↓↓↓

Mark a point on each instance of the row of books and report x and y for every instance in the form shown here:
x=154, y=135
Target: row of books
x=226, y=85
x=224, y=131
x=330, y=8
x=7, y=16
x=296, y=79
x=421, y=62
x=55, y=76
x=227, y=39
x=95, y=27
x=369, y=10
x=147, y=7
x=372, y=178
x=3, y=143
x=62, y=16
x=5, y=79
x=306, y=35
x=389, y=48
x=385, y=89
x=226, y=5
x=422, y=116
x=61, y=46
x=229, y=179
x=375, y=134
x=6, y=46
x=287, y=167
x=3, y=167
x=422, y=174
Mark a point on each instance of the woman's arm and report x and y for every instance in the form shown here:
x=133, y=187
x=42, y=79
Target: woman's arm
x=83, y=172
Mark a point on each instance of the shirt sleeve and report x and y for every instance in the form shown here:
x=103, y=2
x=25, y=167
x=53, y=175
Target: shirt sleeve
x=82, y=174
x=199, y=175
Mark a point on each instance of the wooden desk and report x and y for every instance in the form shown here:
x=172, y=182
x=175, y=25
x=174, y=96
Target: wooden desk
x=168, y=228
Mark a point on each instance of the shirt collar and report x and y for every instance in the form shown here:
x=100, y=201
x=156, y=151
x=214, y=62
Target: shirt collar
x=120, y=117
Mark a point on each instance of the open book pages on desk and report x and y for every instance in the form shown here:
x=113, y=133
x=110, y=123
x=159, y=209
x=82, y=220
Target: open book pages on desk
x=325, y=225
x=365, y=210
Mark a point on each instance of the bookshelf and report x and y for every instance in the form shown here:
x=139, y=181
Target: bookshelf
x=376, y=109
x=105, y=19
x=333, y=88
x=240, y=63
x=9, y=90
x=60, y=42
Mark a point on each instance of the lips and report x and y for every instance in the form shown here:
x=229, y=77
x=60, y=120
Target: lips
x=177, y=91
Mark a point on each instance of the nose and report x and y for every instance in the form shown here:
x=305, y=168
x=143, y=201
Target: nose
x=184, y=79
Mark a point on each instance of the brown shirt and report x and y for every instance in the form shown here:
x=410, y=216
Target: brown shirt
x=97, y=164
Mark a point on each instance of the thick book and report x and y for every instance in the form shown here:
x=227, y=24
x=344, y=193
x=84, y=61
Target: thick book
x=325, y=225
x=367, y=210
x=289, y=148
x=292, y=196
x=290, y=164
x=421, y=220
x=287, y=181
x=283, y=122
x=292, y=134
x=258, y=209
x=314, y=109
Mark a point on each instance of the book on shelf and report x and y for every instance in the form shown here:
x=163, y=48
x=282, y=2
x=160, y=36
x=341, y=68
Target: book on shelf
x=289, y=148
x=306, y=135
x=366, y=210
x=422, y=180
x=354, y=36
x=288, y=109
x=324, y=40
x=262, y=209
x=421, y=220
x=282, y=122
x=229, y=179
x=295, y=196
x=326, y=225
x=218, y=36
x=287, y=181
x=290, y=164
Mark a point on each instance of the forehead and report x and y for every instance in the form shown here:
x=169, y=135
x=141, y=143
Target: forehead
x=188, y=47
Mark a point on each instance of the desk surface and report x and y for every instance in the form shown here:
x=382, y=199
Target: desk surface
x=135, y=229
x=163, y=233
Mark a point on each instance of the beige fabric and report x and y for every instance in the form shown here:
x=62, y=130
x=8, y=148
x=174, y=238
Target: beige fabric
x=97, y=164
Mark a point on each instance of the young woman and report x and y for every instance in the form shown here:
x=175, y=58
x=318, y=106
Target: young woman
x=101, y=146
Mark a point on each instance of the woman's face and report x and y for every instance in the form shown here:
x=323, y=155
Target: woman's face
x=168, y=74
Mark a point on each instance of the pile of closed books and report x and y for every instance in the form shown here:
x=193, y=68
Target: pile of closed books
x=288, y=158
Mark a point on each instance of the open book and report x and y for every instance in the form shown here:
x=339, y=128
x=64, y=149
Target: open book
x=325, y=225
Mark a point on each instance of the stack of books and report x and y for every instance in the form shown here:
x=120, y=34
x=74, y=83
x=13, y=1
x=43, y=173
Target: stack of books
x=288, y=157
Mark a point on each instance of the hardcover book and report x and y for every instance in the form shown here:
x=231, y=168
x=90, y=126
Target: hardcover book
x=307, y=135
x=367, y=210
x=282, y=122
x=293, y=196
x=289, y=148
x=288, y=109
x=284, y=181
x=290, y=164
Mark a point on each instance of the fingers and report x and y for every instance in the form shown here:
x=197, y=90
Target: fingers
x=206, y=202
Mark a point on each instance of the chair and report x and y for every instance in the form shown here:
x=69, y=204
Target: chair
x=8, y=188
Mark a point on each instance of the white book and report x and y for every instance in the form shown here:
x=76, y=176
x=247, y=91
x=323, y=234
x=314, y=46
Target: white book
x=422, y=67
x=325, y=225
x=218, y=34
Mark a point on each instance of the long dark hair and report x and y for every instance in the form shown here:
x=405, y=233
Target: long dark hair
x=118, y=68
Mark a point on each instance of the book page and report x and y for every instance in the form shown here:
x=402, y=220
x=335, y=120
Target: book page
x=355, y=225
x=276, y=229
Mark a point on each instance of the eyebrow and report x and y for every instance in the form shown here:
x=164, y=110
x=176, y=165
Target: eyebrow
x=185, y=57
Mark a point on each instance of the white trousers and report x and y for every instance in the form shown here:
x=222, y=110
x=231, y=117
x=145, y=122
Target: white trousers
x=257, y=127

↑↑↑

_SHORT PROBLEM_
Give back each line above precisely as it stands.

_TASK RESULT_
Mark a point on each instance of the row of books and report x and y for every instance in the form shown here:
x=154, y=135
Target: row of books
x=226, y=85
x=224, y=131
x=330, y=8
x=7, y=16
x=296, y=79
x=421, y=62
x=55, y=76
x=227, y=39
x=95, y=27
x=369, y=10
x=147, y=7
x=372, y=178
x=3, y=143
x=62, y=16
x=5, y=79
x=306, y=35
x=389, y=48
x=385, y=89
x=226, y=5
x=422, y=116
x=61, y=46
x=229, y=179
x=375, y=134
x=6, y=46
x=287, y=167
x=3, y=167
x=422, y=174
Mark a point on each instance of the woman's arm and report x and y for every instance in the form shown here:
x=133, y=187
x=42, y=79
Target: woman's arm
x=83, y=172
Mark a point on each instance of the shirt sleeve and report x and y for every instance in the form shown here:
x=103, y=2
x=25, y=167
x=53, y=175
Target: shirt sleeve
x=82, y=174
x=199, y=175
Mark a point on each instance of the wooden desk and report x and y for every instance in the form shown here:
x=172, y=182
x=175, y=25
x=174, y=96
Target: wooden desk
x=168, y=228
Mark a point on each instance of the shirt collar and report x and y for every instance in the form shown here:
x=100, y=201
x=156, y=151
x=214, y=62
Target: shirt collar
x=120, y=117
Mark a point on each instance of the open book pages on desk and report x and y for every instance in the form shown here:
x=113, y=133
x=110, y=123
x=159, y=209
x=82, y=220
Target: open book pages on desk
x=325, y=225
x=365, y=210
Mark a point on each instance of the bookshelf and report x and y for every instance in the form shown here:
x=139, y=181
Target: bookshelf
x=376, y=109
x=105, y=19
x=333, y=88
x=240, y=63
x=9, y=90
x=60, y=42
Mark a point on each instance of the lips and report x and y for every instance in the form shown here:
x=229, y=77
x=60, y=120
Target: lips
x=177, y=91
Mark a point on each instance of the nose and report x and y for every instance in the form shown here:
x=305, y=168
x=143, y=201
Target: nose
x=184, y=79
Mark a point on each instance of the brown shirt and report x and y for every instance in the form shown here:
x=410, y=216
Target: brown shirt
x=97, y=164
Mark a point on each instance of the thick book and report x and y for every instance in the form shown here:
x=227, y=24
x=344, y=193
x=84, y=61
Target: thick book
x=325, y=225
x=367, y=210
x=289, y=148
x=292, y=196
x=290, y=164
x=421, y=220
x=287, y=181
x=283, y=122
x=292, y=134
x=258, y=209
x=314, y=109
Mark a point on each instance of the book on shelf and report x and y for every instance in the form shown here:
x=163, y=48
x=282, y=2
x=160, y=36
x=341, y=68
Target: book on shelf
x=289, y=148
x=306, y=135
x=366, y=210
x=422, y=180
x=354, y=36
x=288, y=109
x=324, y=40
x=262, y=209
x=421, y=220
x=282, y=122
x=229, y=179
x=295, y=196
x=326, y=225
x=218, y=36
x=287, y=181
x=290, y=164
Mark a point on each instance of the forehead and report x and y for every instance in the form shown here:
x=169, y=135
x=141, y=143
Target: forehead
x=188, y=47
Mark a point on each instance of the desk surface and report x and y for every instance in the form shown here:
x=382, y=199
Target: desk surface
x=135, y=229
x=163, y=233
Mark a point on each instance of the beige fabric and report x and y for every instance in the form shown here:
x=62, y=130
x=8, y=148
x=174, y=238
Target: beige fabric
x=97, y=164
Mark a point on each instance of the young woman and report x and y for every instance in the form shown here:
x=175, y=58
x=318, y=106
Target: young woman
x=101, y=146
Mark a point on each instance of the woman's face and report x and y for every instance in the form shown here:
x=323, y=155
Target: woman's face
x=168, y=74
Mark a point on each instance of the pile of closed books and report x and y for every instance in the form shown here:
x=193, y=68
Target: pile of closed books
x=288, y=158
Mark a point on each instance of the open book and report x and y for every instance in the form shown here:
x=339, y=128
x=64, y=149
Target: open book
x=325, y=225
Mark a point on each instance of the stack of books and report x and y for every instance in the form shown here:
x=120, y=34
x=74, y=83
x=13, y=1
x=43, y=173
Target: stack of books
x=288, y=157
Mark a point on each instance of the hardcover book and report x and y for every instance in the form shown here:
x=231, y=168
x=90, y=126
Target: hardcover book
x=307, y=135
x=367, y=210
x=282, y=122
x=293, y=196
x=289, y=148
x=288, y=109
x=284, y=181
x=290, y=164
Mark a point on each instance of the fingers and report x and y for every instance in the form shown here:
x=197, y=90
Target: fingers
x=206, y=202
Mark a point on each instance of the chair and report x and y for every instance in the form shown here:
x=69, y=204
Target: chair
x=8, y=188
Mark a point on each instance of the white book and report x and y for every instance in the form shown here:
x=76, y=176
x=247, y=91
x=323, y=234
x=314, y=46
Target: white book
x=422, y=67
x=325, y=225
x=218, y=34
Mark a point on each instance of the long dark hair and report x and y for every instance in the form shown here:
x=405, y=233
Target: long dark hair
x=118, y=68
Mark a point on each instance of the book page and report x and y for every instance in the form shown here:
x=402, y=220
x=335, y=120
Target: book page
x=355, y=225
x=276, y=229
Mark a point on each instance of the eyebrow and report x and y for every instance in the form shown here:
x=164, y=110
x=176, y=165
Target: eyebrow
x=185, y=57
Mark a point on each instance of the white trousers and report x and y for every instance in the form shown here:
x=222, y=110
x=231, y=117
x=145, y=122
Target: white trousers
x=257, y=127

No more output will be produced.